ЗАДАНИЯ:
1 – Изложите текст о Третьем Риме в двух предложениях.
2 – Ответьте по тексту о Третьем Риме:
(a) Какой собор назван сакральным центром Москвы?
(b) Какой год указан для падения Царьграда?
(c) Что, по пояснению самого Филофея, означает вода?

ТЕКСТ СТРАНИЦЫ:
————

Именно в такой перспективе понятен следующий ход мысли старца Филофея – собственно к идее Третьего Рима как «православном царствии пресвѣтлѣйшаго и высокостолнейшаго государя нашего, иже въ всей поднебесной единаго христианом царя и броздодръжателя святых Божиихъ престолъ, святыа вселенскиа апостолскиа церкве, иже вмѣсто римской и костянтинополской, иже есть в богоспасном граде Москвѣ святого и славнаго Успения пречистыя Богородица, иже едина въ вселеннѣи паче солнца свѣтится. Да вѣси, христолюбче и боголюбче, яко вся христианская царства приидоша в конец и снидошася во едино царство нашего государя, по пророческим книгам, то есть Ромеиское царство: два убо Рима падоша, а третий стоит, а четвертому не быти» [9, с. 298]. Иначе говоря, Христос Бог ныне пребывает в богоспасаемом граде Москве, сакральным центром которого является Успенский собор, посвященный не умершей плотью, а «успевшей» и зримо пребывающей здесь Матери Божьей. В этом соборе, как известно, далее будут венчаться на царство русские государи, уподобляясь Христу, вышедшему человеком из материнской утробы, и обретая тем самым обоженную царскую плоть, неотделимую от святой Русской земли.
Если историософская логика «трех Римов» у Филофея держится на твердой почве исторических событий (великая схизма 1054 г., Флорентийская уния 1439 г. и ее следствие – падение Царьграда 1453 г., возвышение Москвы и собирание земель вокруг нее в конце XV – начале XVI вв.), то чрезвычайно интересно его утверждение или даже пророчество о невозможности Четвертого Рима. В самом деле, почему ему «не быти»?
Это положение, во-первых, основано на том же представлении о воплощении Христа в Третьем Риме. Ссылаясь на Псалмы Давида, Филофей относит слова: «Се покой мой въ вѣк вѣка, зде вселюся, яко изволихи» (Пс. 131: 14) – к христианской Церкви (нераздельной с Царством), где Христос недвижимо пребывает вовек. Во-вторых, невозможность «четвертого» вытекает из филофеевой интерпретации Апокалиптической жены , которая следует за описанием царства Третьего Рима. Третий Рим – это еще и Жена, облеченная в солнце (Откр. 12:1–4, 14–15). Солнечная символика встречается при описании церкви Успения Богородицы «иже едина въ вселеннѣи паче солнца свѣтится» [9, с. 298]. Здесь солнце – церковь, жена (Богородица) – царство. Свет солнца – свет откровения (апокалипсиса) православной веры Христовой, которую хочет погубить вышедший из бездны семиглавый змей, пускающий водяную реку. «Воду же глаголют невѣрие» [9, с. 300], – поясняет сам Филофей. Все христианские царства потопляются от неверия (неверных), и здесь еще один косвенный ответ Николаю Латынину: потоп, которым он пугает христианский мир, следует понимать иносказательно, и этот потоп (неверие) уже случился – и «токмо единаго государя нашего царство едино благодатию Христовою стоит» [9, с. 300].

————

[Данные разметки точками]

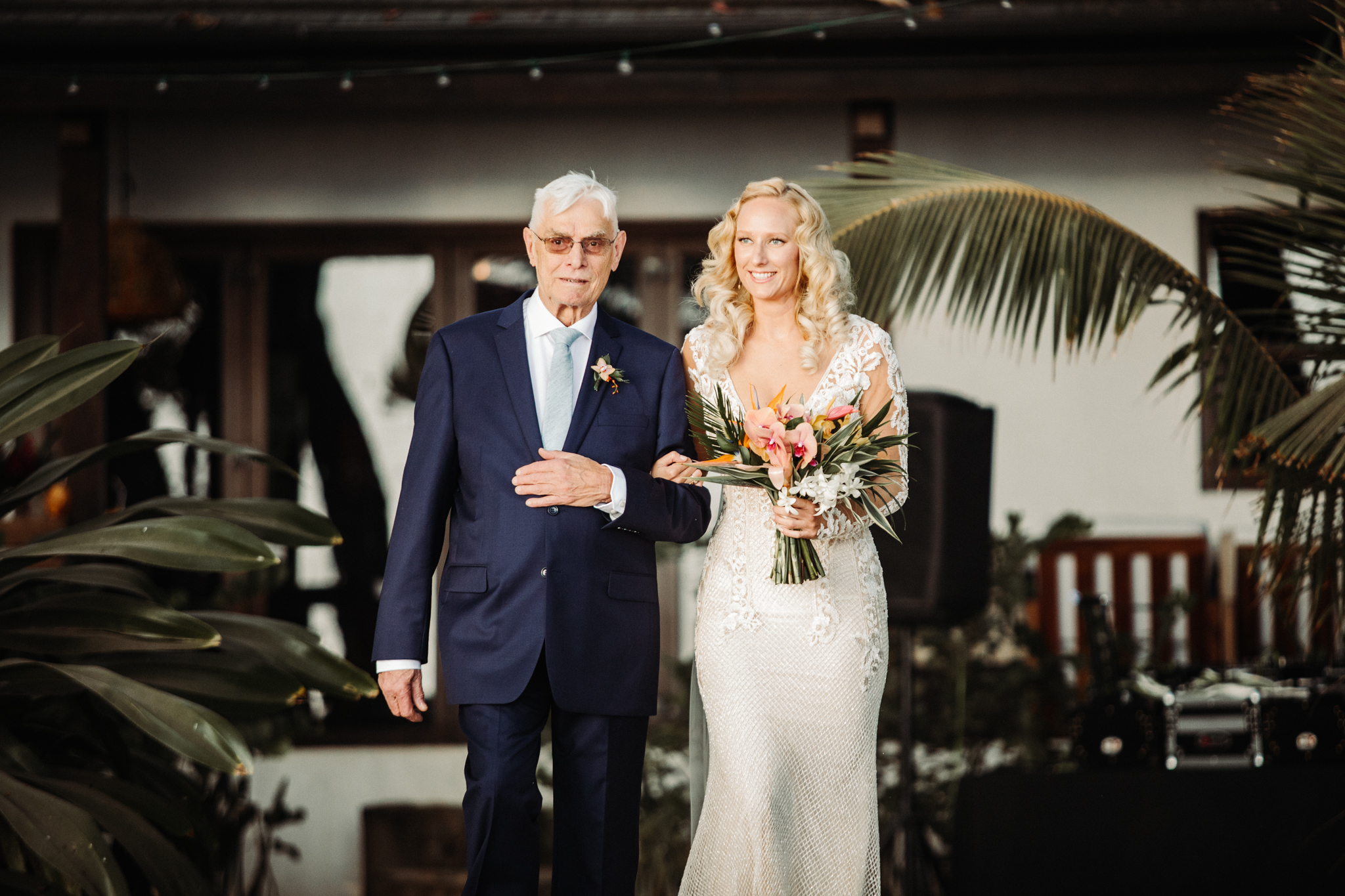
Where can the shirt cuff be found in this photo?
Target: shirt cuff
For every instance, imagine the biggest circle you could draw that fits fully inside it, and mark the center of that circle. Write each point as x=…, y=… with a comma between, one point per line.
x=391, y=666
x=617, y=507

————

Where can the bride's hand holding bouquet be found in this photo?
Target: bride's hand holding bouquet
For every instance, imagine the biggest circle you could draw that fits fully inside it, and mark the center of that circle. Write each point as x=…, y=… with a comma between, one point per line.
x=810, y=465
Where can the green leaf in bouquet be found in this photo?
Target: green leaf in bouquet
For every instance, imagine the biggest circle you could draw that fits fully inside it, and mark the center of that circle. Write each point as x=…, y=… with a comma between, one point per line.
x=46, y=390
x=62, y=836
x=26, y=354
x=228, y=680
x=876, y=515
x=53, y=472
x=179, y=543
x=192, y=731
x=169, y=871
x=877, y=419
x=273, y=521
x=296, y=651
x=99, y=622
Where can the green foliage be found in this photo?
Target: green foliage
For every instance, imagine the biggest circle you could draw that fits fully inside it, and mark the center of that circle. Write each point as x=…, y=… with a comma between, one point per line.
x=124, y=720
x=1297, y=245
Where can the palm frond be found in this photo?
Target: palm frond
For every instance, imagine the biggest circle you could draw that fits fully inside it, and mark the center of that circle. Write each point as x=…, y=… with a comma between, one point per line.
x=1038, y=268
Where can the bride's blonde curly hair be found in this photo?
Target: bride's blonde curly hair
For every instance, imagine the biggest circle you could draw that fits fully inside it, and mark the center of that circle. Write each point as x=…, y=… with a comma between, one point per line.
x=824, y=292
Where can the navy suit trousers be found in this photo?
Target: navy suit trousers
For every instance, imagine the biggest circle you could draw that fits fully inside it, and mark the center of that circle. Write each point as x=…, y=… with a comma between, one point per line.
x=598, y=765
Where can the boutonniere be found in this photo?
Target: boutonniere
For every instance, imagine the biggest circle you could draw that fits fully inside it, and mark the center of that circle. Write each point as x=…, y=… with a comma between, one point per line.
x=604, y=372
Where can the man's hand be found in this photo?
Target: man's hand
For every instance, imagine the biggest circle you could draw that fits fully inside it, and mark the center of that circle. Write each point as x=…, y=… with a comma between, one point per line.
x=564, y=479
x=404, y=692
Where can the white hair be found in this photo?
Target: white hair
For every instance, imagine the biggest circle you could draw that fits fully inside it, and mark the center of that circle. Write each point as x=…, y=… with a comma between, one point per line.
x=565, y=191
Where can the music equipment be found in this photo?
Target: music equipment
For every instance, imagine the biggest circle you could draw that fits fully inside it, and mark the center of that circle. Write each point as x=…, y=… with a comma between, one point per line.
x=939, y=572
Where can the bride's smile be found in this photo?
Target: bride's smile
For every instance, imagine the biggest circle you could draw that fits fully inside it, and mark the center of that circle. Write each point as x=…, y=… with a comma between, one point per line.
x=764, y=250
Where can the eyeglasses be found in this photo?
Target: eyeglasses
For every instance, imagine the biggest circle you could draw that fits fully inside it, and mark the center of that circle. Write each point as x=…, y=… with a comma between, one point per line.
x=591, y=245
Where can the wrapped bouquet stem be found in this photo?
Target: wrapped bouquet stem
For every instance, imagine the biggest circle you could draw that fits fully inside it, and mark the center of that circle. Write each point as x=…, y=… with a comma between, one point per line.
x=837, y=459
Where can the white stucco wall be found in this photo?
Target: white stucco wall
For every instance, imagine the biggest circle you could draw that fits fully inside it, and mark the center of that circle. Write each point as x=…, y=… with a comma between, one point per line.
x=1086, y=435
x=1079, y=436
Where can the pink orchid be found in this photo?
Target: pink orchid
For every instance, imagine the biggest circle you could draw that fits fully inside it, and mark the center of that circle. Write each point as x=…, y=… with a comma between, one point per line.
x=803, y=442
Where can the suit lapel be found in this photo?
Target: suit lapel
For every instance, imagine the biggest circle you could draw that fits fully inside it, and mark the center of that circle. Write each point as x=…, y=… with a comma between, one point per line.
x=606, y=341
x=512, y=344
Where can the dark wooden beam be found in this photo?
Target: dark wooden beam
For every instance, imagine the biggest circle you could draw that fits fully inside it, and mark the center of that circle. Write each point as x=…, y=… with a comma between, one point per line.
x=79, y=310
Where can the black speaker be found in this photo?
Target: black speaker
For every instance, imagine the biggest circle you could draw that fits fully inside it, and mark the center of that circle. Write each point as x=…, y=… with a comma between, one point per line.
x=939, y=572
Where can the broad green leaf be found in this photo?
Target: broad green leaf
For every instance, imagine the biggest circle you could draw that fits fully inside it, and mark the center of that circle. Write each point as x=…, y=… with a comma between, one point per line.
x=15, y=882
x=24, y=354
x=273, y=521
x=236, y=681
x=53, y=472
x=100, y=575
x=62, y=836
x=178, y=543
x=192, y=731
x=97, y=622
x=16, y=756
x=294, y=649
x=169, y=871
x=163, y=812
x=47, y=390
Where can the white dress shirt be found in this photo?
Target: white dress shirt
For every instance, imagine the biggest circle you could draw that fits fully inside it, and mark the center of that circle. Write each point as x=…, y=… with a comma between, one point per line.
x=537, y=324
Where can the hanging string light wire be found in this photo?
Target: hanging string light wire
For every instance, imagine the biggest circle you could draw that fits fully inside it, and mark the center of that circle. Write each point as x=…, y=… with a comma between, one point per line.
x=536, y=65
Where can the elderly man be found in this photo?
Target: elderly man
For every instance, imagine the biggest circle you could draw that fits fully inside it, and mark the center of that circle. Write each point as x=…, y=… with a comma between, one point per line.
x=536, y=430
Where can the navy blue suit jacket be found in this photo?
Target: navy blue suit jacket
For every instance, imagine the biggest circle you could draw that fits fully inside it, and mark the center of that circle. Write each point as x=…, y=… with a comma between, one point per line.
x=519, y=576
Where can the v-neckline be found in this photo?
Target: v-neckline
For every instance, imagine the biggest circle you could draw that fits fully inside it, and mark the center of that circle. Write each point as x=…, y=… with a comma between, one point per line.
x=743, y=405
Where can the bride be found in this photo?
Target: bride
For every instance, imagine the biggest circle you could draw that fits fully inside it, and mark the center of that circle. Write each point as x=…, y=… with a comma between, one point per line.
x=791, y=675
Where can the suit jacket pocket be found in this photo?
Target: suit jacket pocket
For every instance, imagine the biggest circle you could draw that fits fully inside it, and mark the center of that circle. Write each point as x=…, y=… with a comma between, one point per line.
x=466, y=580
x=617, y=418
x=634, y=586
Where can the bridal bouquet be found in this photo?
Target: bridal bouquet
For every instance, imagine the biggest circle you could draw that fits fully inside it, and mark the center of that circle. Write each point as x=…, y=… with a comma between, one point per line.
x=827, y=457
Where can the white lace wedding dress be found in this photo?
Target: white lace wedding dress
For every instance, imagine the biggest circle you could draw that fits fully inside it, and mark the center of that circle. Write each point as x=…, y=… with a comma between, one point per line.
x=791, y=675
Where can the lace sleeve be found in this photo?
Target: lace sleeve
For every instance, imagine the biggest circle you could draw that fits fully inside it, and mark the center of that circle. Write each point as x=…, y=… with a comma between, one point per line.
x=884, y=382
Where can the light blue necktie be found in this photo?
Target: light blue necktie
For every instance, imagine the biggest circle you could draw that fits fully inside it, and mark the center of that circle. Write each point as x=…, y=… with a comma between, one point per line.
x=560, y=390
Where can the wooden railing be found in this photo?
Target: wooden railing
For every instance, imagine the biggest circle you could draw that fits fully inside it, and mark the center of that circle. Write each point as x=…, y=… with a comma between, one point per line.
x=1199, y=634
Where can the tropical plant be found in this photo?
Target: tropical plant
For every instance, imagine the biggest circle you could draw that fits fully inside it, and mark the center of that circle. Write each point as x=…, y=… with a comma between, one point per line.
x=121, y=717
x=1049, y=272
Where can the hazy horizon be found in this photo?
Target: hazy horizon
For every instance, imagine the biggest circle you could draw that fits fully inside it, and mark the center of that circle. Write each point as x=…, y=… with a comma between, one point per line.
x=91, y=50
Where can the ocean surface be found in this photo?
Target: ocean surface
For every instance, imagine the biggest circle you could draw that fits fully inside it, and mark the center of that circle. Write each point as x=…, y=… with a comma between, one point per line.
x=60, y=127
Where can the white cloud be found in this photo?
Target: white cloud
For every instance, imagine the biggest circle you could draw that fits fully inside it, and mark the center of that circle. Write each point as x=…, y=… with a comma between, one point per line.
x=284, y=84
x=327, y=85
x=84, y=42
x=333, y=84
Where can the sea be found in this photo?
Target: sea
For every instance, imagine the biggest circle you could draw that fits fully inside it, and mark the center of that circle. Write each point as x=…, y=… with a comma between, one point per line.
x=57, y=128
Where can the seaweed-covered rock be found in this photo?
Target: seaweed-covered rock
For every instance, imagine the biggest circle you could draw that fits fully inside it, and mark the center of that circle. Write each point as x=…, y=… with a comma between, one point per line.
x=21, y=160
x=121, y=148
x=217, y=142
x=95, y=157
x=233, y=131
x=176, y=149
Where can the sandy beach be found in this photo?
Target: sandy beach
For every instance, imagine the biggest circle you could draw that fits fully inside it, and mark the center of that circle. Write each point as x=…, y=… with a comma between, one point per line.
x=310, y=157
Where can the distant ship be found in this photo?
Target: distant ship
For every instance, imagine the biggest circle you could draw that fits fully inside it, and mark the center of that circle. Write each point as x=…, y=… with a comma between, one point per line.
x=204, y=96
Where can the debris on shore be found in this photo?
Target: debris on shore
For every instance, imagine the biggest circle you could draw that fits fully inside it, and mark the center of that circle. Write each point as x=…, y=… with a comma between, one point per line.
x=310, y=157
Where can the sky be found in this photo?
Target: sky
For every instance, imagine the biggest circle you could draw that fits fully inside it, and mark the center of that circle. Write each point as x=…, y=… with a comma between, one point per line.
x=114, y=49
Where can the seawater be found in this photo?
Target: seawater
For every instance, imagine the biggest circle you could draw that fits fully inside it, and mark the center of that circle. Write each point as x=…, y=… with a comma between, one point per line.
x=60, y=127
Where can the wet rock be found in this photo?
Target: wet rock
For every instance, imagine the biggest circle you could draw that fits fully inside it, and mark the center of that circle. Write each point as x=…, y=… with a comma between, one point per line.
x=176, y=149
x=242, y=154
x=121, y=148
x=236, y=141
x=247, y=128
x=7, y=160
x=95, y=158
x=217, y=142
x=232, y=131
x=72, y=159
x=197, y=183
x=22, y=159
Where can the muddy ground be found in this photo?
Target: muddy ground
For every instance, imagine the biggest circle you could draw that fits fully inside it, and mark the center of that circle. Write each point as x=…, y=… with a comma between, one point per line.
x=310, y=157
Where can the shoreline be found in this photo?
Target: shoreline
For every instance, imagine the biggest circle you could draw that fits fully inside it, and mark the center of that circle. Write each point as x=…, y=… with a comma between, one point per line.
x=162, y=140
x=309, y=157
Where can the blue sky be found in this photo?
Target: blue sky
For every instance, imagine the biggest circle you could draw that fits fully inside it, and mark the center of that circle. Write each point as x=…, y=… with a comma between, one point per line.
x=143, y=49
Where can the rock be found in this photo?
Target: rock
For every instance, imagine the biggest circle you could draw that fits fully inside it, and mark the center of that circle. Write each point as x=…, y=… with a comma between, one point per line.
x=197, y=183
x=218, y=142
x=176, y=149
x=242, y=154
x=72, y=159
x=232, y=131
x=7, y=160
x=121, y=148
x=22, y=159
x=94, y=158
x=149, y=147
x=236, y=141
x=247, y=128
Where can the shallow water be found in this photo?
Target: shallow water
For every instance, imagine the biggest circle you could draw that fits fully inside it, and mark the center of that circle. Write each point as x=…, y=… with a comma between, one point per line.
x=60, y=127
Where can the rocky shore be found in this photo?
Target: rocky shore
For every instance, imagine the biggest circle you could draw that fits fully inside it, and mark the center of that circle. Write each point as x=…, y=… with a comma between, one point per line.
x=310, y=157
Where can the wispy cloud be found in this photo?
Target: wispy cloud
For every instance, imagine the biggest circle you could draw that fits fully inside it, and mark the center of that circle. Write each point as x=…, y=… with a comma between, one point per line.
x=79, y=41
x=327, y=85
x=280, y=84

————

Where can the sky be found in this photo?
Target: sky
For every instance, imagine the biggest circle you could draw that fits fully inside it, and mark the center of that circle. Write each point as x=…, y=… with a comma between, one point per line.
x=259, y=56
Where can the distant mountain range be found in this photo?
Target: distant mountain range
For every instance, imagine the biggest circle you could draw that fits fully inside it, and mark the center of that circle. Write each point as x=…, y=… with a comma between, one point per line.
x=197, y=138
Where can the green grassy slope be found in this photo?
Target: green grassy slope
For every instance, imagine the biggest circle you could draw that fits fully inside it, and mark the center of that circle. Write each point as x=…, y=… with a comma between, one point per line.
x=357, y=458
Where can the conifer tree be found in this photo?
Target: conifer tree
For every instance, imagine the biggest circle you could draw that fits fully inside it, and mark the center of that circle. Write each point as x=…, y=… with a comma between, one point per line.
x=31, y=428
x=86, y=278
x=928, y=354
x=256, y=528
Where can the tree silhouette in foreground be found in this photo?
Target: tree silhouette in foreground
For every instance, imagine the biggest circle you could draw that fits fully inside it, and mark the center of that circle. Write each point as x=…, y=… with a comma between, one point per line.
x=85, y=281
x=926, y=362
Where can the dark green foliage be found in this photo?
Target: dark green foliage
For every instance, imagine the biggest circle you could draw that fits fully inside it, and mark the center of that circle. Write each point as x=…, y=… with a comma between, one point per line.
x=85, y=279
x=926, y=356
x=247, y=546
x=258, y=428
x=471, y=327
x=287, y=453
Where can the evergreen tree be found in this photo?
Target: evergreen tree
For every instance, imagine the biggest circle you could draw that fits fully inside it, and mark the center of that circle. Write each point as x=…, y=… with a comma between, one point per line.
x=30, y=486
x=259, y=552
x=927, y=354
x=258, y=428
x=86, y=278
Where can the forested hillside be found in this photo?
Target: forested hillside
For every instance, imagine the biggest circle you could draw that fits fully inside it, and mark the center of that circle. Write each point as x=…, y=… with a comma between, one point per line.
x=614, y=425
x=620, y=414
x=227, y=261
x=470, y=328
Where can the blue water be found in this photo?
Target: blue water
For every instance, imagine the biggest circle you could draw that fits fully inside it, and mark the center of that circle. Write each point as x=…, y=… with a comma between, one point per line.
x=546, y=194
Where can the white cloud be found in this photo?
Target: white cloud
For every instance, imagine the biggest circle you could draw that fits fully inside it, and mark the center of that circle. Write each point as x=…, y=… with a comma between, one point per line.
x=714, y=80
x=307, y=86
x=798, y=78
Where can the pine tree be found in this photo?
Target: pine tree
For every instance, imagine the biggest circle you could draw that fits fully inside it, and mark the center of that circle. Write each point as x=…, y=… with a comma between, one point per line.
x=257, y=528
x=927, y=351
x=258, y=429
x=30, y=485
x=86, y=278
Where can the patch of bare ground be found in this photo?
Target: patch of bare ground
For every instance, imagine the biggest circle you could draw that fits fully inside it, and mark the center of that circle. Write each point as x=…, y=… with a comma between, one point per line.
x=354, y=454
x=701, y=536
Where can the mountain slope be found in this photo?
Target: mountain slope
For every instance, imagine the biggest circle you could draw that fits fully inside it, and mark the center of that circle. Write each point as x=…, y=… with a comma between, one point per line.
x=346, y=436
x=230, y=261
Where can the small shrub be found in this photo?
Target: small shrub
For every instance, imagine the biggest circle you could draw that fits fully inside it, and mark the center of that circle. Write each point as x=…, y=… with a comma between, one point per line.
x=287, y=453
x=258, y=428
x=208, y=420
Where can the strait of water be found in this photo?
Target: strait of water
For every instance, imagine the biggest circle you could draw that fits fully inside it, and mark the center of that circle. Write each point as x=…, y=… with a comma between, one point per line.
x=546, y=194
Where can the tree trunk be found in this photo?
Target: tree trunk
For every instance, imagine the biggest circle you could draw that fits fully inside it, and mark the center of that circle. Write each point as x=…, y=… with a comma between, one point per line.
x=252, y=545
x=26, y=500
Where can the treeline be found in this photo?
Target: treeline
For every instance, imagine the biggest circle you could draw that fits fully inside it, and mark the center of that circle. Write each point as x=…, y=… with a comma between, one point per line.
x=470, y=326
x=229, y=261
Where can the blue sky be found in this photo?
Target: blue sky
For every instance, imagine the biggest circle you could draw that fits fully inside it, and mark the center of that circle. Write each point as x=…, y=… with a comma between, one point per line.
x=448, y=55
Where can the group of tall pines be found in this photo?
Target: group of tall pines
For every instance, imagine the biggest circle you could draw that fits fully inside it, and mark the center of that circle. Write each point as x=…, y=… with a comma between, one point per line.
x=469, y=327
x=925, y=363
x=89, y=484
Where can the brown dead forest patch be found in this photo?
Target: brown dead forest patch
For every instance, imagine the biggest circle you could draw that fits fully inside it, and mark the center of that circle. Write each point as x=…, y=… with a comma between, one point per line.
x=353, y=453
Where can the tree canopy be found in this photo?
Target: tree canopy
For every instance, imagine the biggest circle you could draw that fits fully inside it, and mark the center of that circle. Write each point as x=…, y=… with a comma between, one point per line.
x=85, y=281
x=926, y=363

————

ОТВЕТЫ К ЗАДАНИЯМ:
1 – По Филофею, все христианские царства сошлись в единое царство московского государя: два Рима пали, третий стоит, а четвертому не быти. Невозможность Четвертого Рима он выводит из того, что Христос вовек пребывает в Церкви Третьего Рима, и из толкования Апокалиптической жены, по которому прочие христианские царства потоплены неверием.

2 –
(a) Успенский собор.
(b) 1453 год.
(c) Неверие.